→ **WORK REQUIRED**:
Below are the records; reproduce all of them exactly but without any images.

→ **DATA TO EXAMINE**:
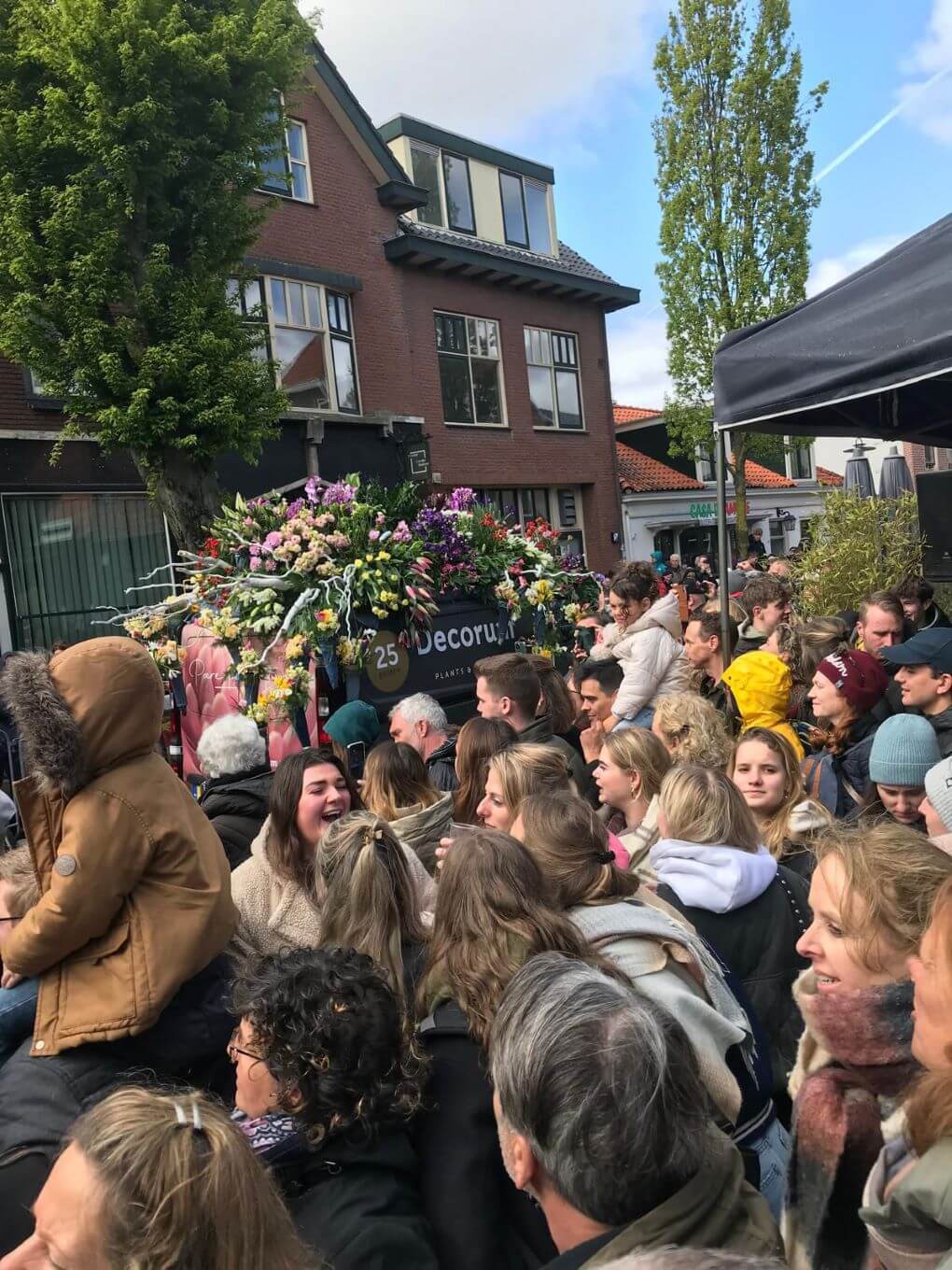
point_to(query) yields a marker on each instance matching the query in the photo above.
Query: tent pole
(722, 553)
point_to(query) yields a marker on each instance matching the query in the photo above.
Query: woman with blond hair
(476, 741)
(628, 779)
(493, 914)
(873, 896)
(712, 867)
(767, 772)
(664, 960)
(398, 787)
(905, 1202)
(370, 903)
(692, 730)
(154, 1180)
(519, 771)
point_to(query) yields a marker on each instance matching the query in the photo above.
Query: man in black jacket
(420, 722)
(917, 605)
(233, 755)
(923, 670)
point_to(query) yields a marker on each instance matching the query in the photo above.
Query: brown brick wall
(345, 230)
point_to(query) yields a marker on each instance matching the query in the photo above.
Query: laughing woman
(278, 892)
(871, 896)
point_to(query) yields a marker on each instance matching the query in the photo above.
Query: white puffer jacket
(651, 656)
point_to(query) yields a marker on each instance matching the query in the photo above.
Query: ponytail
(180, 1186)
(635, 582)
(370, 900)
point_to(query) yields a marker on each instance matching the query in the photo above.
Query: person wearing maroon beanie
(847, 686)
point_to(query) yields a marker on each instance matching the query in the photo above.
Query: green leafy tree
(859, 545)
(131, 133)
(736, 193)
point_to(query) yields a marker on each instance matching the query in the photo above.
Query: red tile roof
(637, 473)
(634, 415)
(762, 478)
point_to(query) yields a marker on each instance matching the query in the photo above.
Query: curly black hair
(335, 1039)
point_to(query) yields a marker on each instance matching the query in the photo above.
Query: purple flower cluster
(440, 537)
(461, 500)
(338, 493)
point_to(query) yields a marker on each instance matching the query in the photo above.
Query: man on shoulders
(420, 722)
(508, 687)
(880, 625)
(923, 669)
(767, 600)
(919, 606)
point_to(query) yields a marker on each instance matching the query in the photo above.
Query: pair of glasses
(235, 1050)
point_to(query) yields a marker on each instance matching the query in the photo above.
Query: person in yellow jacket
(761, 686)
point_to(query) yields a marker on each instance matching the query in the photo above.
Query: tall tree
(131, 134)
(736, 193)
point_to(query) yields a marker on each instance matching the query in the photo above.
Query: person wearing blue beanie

→ **WRITTEN SOLUTION**:
point_to(query) yields a marker on each instance matching the query in the photo above.
Query: tent pole
(722, 553)
point_to(query) yields a marker on each instance matching the query in the photo above.
Query: woman with blond hair
(476, 741)
(628, 779)
(493, 914)
(873, 896)
(712, 867)
(767, 772)
(664, 960)
(398, 787)
(905, 1202)
(370, 903)
(692, 730)
(154, 1180)
(519, 771)
point_to(query) yields a marker on each instance matching the query in the photo above.
Query: man in black jacket
(420, 722)
(917, 605)
(233, 755)
(923, 670)
point_to(query) yields a marker on each instance matching the query in the photo above.
Query: brown brick wall
(345, 230)
point_to(query) yields a marker on each instance matching the query in the photo above.
Query: laughing woman
(278, 892)
(871, 896)
point_to(query) yields a marker on each instance matching the query in the photo above.
Query: white puffer jacket
(651, 656)
point_to(query) yields a marker on each instance matching the query in the photo above.
Query: ponytail
(180, 1186)
(635, 582)
(370, 900)
point_to(query) yields a marker on each instance matching the query in the photo above.
Query: person wearing maroon beanie
(847, 686)
point_to(query) yields a marker on each instance matching the query in the photo above.
Query: green leafy tree
(859, 545)
(131, 133)
(736, 193)
point_to(query) yields a marker on each instance matching the query in the photo above.
Query: red tile roof
(637, 473)
(634, 415)
(762, 478)
point_to(query) yields a marker on each instance matching the query in the photo above.
Query: curly black hair
(335, 1039)
point_to(query) yields a marker on each instance matching the query in the photo above.
Query: purple flower cluster
(440, 537)
(461, 500)
(338, 493)
point_to(query) yields a marker on each instance matching the query in the photo above.
Query: man on shoulders
(420, 722)
(508, 687)
(880, 625)
(923, 669)
(767, 600)
(919, 606)
point_to(query) yields a marker on each instance matching the query in the photo above.
Query: pair of glasses
(235, 1050)
point_to(query) yields a marker on each instance matching the query in the photo above.
Query: person in yellow jacket
(761, 686)
point_to(query) yields a marker on each instance matching the query in the photo above.
Query: tall tree
(131, 134)
(736, 193)
point_to(query) yields a marker on each instance matching the query in the photo above.
Query: person wearing blue beanie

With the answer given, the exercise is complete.